### DONNÉES À TRAITER
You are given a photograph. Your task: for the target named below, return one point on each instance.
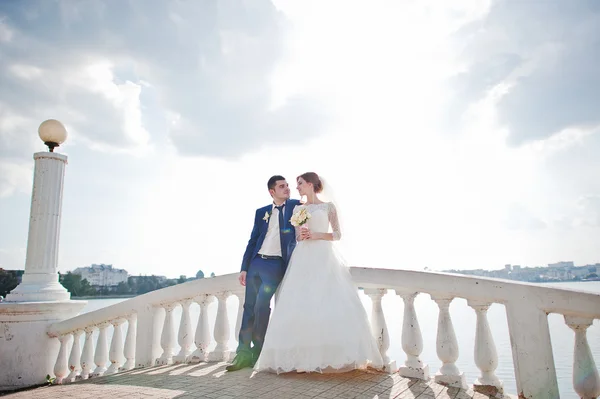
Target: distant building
(102, 275)
(561, 264)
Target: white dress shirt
(272, 243)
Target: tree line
(78, 286)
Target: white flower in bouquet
(300, 217)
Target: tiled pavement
(210, 380)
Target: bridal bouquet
(301, 217)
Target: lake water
(463, 318)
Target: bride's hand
(305, 233)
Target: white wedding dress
(319, 323)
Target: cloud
(589, 206)
(519, 217)
(209, 64)
(14, 177)
(545, 54)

### ÉNONCÉ
Reproduisez à l'identique toutes les lignes des entrées ci-dessus, en omettant les images.

### CORRIGÉ
You are given a photograph. Your task: for the target named below, return one point on each instance.
Target: distant building
(102, 275)
(561, 264)
Target: white dress shirt
(272, 243)
Target: tree line
(78, 286)
Target: white flower in bouquet
(300, 217)
Target: tiled pavement
(210, 380)
Target: bridal bouquet
(301, 217)
Target: lake water
(463, 318)
Target: bride's hand
(305, 233)
Target: white wedding dress
(319, 323)
Target: cloud
(589, 206)
(519, 217)
(209, 64)
(14, 177)
(545, 54)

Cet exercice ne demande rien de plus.